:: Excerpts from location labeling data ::
** Start **

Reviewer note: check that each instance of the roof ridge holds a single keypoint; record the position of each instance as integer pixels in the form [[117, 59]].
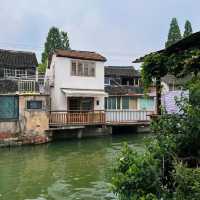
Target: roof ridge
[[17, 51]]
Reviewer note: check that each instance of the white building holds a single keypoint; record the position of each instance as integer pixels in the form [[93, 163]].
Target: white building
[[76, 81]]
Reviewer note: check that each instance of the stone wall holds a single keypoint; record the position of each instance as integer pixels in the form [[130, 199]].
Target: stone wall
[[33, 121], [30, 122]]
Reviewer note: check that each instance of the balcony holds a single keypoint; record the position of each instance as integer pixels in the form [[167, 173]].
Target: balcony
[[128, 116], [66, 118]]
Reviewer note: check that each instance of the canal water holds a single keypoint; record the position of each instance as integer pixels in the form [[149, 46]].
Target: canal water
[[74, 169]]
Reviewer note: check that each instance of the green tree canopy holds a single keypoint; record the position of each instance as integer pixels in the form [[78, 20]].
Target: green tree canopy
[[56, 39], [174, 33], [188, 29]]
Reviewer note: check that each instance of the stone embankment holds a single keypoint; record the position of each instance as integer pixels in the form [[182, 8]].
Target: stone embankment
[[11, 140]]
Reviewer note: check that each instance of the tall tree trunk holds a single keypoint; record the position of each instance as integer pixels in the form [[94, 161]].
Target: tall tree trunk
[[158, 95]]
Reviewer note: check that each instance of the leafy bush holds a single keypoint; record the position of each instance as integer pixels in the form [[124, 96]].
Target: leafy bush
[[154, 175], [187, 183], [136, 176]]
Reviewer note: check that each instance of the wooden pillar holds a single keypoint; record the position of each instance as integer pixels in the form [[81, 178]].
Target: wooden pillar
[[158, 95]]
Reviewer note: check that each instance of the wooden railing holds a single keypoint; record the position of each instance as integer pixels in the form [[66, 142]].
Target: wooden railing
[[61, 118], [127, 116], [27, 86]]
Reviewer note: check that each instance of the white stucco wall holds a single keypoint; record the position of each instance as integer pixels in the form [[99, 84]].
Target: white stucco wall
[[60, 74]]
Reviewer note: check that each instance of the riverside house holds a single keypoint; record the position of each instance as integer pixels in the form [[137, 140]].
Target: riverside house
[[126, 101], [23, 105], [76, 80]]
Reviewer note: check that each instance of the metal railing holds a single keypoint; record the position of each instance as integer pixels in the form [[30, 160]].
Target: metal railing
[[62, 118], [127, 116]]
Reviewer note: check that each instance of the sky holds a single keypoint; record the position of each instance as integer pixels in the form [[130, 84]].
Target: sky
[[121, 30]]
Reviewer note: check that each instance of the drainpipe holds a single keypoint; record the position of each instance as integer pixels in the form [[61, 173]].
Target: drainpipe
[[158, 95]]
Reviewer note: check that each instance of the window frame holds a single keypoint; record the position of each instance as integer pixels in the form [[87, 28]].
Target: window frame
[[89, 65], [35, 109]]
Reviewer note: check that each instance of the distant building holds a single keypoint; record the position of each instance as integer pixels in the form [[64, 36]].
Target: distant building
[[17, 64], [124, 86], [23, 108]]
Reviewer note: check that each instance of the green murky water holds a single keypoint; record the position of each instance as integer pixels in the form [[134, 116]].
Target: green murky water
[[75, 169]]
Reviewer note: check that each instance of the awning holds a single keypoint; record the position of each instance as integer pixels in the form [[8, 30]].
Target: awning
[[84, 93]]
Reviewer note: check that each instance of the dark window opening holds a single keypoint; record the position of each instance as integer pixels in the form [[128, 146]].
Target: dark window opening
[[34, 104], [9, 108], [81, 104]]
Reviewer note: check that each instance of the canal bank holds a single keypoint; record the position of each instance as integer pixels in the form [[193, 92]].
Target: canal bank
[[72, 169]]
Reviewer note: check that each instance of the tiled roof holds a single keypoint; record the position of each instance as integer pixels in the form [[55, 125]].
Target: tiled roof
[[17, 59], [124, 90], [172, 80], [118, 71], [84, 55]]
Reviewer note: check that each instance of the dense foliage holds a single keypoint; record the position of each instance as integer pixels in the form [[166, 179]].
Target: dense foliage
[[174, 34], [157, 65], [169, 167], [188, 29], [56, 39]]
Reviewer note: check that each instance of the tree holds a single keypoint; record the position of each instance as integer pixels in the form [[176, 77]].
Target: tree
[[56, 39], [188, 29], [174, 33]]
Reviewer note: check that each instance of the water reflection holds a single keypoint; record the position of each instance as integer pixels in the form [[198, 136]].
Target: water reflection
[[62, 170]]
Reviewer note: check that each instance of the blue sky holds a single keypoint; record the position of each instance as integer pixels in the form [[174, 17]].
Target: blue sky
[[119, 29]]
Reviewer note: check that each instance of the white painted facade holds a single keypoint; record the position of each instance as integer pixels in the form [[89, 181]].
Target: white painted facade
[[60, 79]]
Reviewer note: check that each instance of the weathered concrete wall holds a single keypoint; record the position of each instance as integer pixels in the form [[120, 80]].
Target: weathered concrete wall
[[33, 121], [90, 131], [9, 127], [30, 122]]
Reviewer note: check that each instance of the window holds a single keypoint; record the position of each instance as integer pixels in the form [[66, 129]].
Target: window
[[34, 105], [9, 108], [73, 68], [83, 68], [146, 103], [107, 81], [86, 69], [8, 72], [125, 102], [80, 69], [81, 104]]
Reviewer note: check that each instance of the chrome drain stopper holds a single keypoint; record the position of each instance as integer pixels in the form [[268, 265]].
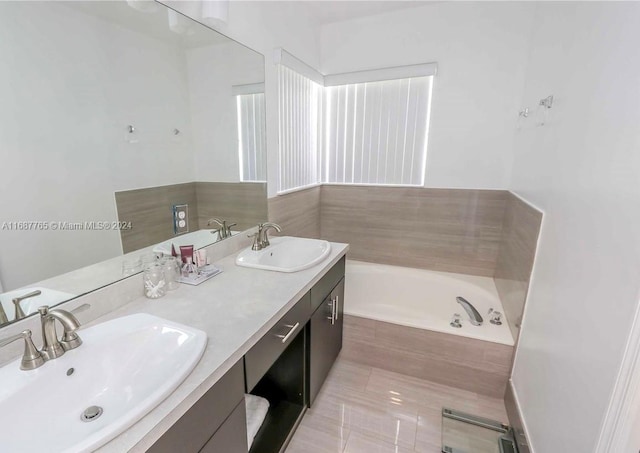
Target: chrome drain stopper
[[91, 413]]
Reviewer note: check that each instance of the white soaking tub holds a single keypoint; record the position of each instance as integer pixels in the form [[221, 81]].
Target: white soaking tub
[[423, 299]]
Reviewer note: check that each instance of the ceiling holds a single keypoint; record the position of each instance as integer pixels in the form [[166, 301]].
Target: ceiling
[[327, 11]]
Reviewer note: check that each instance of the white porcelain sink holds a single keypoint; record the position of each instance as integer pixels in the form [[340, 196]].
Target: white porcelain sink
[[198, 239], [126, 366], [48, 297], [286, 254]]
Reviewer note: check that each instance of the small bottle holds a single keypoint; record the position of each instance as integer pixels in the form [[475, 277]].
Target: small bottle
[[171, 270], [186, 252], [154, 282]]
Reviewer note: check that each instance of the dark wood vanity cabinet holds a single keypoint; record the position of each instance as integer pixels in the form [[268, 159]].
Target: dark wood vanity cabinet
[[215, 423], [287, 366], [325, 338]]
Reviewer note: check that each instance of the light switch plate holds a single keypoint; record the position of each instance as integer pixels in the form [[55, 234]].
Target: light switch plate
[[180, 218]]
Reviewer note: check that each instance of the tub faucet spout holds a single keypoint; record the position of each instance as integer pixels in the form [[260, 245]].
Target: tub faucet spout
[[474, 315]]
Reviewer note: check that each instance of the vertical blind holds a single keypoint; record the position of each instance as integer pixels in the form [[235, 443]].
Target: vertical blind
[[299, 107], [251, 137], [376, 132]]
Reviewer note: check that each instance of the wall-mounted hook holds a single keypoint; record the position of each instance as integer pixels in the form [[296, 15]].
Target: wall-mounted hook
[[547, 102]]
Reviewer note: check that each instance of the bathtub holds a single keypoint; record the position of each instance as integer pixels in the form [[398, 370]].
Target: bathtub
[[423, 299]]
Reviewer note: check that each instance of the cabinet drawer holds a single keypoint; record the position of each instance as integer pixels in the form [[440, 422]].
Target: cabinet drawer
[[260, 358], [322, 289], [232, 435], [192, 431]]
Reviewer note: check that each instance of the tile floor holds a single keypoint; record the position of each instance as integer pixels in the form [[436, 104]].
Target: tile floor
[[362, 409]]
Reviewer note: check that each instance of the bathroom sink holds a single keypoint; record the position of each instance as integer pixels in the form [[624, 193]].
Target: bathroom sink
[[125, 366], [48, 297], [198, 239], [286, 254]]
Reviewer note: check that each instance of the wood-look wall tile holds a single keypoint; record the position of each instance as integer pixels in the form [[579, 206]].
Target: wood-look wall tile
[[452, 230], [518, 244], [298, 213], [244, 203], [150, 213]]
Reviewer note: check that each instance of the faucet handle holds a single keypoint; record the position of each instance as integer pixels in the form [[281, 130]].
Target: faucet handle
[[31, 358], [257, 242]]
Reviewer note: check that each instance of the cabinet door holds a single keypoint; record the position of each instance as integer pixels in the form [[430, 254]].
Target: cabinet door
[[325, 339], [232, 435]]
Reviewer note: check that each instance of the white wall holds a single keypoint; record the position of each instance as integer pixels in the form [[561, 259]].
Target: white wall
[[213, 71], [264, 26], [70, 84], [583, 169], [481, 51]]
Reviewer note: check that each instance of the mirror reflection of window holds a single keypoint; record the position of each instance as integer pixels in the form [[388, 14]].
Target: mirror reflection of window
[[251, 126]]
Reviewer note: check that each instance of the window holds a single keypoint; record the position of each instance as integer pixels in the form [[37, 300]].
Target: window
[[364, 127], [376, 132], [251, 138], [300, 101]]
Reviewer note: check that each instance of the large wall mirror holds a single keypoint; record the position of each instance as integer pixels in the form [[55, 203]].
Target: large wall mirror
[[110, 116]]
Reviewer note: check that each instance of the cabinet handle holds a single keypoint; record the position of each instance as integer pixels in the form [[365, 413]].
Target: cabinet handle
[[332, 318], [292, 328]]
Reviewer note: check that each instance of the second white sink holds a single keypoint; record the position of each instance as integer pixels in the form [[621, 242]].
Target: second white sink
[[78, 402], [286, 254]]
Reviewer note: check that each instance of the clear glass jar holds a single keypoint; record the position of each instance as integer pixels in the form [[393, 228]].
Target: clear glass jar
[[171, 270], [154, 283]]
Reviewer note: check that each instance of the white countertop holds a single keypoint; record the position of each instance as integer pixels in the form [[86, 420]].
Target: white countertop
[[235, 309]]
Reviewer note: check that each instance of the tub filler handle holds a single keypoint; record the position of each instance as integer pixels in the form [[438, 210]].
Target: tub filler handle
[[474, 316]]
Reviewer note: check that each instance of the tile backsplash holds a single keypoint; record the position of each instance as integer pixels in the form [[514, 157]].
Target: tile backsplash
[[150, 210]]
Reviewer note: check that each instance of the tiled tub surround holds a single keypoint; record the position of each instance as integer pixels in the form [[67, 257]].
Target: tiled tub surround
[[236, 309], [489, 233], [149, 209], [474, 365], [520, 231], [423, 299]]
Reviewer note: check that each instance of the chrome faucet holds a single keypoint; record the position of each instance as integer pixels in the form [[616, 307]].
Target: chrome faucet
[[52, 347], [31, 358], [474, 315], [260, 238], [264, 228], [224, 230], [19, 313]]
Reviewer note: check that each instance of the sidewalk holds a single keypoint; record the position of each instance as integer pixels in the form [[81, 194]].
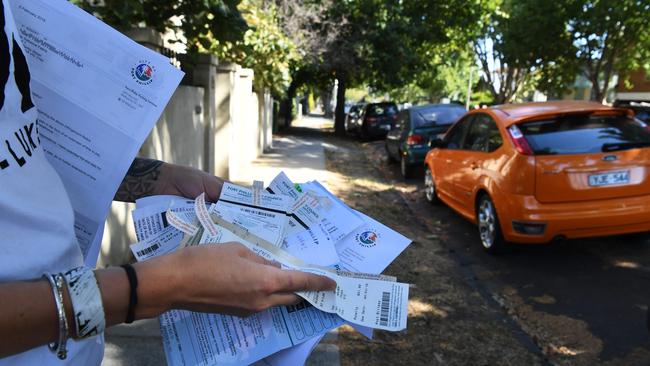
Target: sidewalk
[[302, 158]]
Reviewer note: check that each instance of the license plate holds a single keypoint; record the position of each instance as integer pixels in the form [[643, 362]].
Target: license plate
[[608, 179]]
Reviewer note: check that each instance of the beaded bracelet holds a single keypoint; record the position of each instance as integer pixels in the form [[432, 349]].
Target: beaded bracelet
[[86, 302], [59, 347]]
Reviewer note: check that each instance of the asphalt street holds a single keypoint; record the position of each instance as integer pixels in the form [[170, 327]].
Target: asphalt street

** End **

:: Given task ::
Copy the lines of the data above word for word, beginning with the line that contains "Reviewer note: check that each instance of the green tree" and continuing through the line that contains "[[62, 118], [127, 116]]", with both of those lines included.

:: Result ::
Reviewer note: check that each instance of the green tree canopy holds a single keypoint; record the position of each instance as integer pixels in the form [[78, 20]].
Target: green tree canopy
[[56, 39], [174, 33], [188, 29]]
Reviewer note: check that each instance of the stone embankment holds a single keypoint; record the position of each instance as integer pixels in the form [[182, 8]].
Target: stone embankment
[[11, 140]]
Reviewer note: check that each instance of the tall tree trunk holds a single keypoint; record the position of each instance as integer pixels in the form [[94, 161]].
Target: tall tree trunk
[[158, 95]]
Reviewer note: check that each instance of the leafy bush holds a single keypoint; record the position of each instance as integer pixels in the form [[124, 96]].
Target: leafy bush
[[154, 175], [187, 183], [136, 176]]
Reviewer note: check that each instance of the wooden pillar holds a single keypoint; record the position of each instance as integer pixels in the form [[81, 178]].
Target: wooden pillar
[[158, 95]]
Reviewer note: check that each instance of the wooden railing holds a single keypoint; record the position of each instance as integer pixels in the form [[66, 142]].
Target: wooden railing
[[61, 118], [127, 116], [27, 86]]
Reviewer note: check that each instance of the white stucco wall holds a single keypoint; record the position of each instance as integer pixels in the form [[99, 84]].
Target: white stucco wall
[[60, 74]]
Reviewer note: check that each instance of the riverside house holds a single keypoint; record the position of each instance as integer pixels in the form [[137, 140]].
Target: riverside house
[[126, 101], [23, 105], [76, 80]]
Reviewer note: check that each instance of the metal railing holds a single keypoint; record the position of each instance as integer pixels in the form [[30, 160]].
Target: metal railing
[[62, 118], [127, 116]]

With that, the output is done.